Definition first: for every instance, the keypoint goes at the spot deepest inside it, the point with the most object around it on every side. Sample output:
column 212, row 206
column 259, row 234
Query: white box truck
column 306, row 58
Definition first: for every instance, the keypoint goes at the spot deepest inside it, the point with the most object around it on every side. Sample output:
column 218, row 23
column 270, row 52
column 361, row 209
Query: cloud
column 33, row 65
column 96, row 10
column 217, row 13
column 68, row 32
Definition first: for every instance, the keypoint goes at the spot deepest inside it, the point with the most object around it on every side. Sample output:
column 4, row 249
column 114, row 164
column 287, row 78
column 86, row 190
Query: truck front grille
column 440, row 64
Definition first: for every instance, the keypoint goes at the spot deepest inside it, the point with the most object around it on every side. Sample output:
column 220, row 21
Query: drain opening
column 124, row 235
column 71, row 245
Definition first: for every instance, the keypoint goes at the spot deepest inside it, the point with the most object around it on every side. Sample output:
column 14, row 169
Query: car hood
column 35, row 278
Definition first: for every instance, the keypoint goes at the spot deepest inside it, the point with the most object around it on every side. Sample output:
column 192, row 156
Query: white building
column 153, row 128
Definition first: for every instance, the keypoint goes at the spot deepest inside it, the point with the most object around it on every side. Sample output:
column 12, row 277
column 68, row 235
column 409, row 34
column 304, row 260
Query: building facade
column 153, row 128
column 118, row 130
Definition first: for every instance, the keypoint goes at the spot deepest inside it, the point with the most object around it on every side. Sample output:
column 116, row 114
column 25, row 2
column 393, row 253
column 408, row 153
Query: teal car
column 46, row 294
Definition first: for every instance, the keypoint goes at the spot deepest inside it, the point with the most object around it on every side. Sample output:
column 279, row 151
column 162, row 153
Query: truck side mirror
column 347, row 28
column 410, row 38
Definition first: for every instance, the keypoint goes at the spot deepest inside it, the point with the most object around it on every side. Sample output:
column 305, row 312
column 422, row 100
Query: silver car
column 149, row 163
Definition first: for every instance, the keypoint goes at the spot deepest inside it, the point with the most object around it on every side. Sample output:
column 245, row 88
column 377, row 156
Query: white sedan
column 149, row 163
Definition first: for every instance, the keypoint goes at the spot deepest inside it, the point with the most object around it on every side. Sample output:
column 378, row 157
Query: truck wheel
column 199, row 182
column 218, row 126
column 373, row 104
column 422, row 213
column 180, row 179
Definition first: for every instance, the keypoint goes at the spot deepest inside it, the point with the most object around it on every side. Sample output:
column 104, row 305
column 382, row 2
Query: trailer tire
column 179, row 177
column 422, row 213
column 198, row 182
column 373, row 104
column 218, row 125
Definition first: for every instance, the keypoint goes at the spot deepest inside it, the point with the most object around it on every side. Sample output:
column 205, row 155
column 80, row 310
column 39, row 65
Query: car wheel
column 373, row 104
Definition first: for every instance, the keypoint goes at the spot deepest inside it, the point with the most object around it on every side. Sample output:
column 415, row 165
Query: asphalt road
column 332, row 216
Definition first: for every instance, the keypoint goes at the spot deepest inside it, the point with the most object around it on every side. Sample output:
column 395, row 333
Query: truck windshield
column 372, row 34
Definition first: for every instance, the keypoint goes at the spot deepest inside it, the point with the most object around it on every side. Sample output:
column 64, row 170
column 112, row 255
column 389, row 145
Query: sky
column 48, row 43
*****
# Required work:
Everything in the listing must be reproduced exactly; please include every line.

# Answer section:
Definition first: for every instance, the keypoint goes at the spot deepest inside it, the point with the most object around it on every side. Sample output:
column 212, row 206
column 259, row 234
Query: white box truck
column 306, row 58
Definition first: for every instance, the keypoint goes at the spot deepest inside it, the point with the most object around it on every side. Sample output:
column 218, row 23
column 270, row 52
column 361, row 209
Query: cloud
column 33, row 65
column 96, row 10
column 217, row 13
column 68, row 32
Definition first: for every instance, the keypoint goes at the spot deepest inside it, the point with the most object around it on every side. Sample output:
column 4, row 249
column 114, row 164
column 287, row 78
column 86, row 190
Query: truck front grille
column 440, row 64
Definition first: for every instance, the keypoint goes at the spot deepest inside it, the point with the most object around it on every side. Sample output:
column 220, row 21
Query: drain opening
column 124, row 235
column 71, row 245
Definition first: for every instance, the keypoint goes at the spot deepest inside it, the point with the most object around it on every side. Sample output:
column 14, row 169
Query: car hood
column 35, row 278
Definition first: for every instance, the keypoint goes at the spot deepest inside it, the point with the most object around it on every side. Sample output:
column 192, row 156
Query: white building
column 153, row 128
Definition first: for every instance, the keypoint goes at the spot deepest inside it, the point with the most object around it on every side. Sample output:
column 12, row 277
column 68, row 235
column 409, row 34
column 304, row 260
Query: building facade
column 153, row 128
column 118, row 130
Definition first: for every instance, the keypoint goes at the spot deepest inside it, the point with the most object around it on every side. Sample output:
column 116, row 114
column 25, row 2
column 393, row 253
column 408, row 153
Query: teal car
column 46, row 294
Definition first: for every instance, the keypoint goes at the spot deepest inside it, the point with the most object around it on every side. Sample output:
column 279, row 151
column 162, row 153
Query: truck side mirror
column 347, row 28
column 410, row 38
Definition first: for every instance, the keypoint goes at the spot deepest inside it, the point with the most object around it on every side. Sample output:
column 305, row 312
column 422, row 100
Query: silver car
column 149, row 163
Definition first: for every instance, the keypoint goes at the spot deepest inside it, the point with the most object around it on every side. Sample output:
column 245, row 88
column 377, row 156
Query: white sedan
column 149, row 163
Definition first: for every instance, the keypoint goes at the spot deepest inside it, the point with the most object around it on every side. Sample output:
column 378, row 157
Query: truck wheel
column 199, row 182
column 218, row 126
column 373, row 104
column 422, row 213
column 180, row 179
Definition first: for every instance, the keypoint goes at the spot deepest inside it, the point with the most object around it on every side. Sample output:
column 104, row 305
column 382, row 2
Query: trailer tire
column 179, row 177
column 422, row 213
column 198, row 182
column 373, row 104
column 218, row 125
Definition first: for every instance, the keypoint goes at the spot deepest inside it, the point with the most object around it on every side. Sample output:
column 205, row 155
column 80, row 310
column 39, row 65
Query: car wheel
column 373, row 104
Definition first: for every instance, the keypoint goes at the spot deepest inside it, the point with the most object around it on every side. Sample output:
column 415, row 165
Query: asphalt road
column 332, row 216
Definition first: for every instance, the keypoint goes at the spot deepest inside it, the point with the most object around it on every side. Sample output:
column 395, row 333
Query: truck windshield
column 372, row 34
Definition first: for every instance, the keypoint goes at the spot deepest inside it, the point with the most object around it on every side. Sample output:
column 64, row 170
column 112, row 255
column 389, row 145
Query: sky
column 48, row 43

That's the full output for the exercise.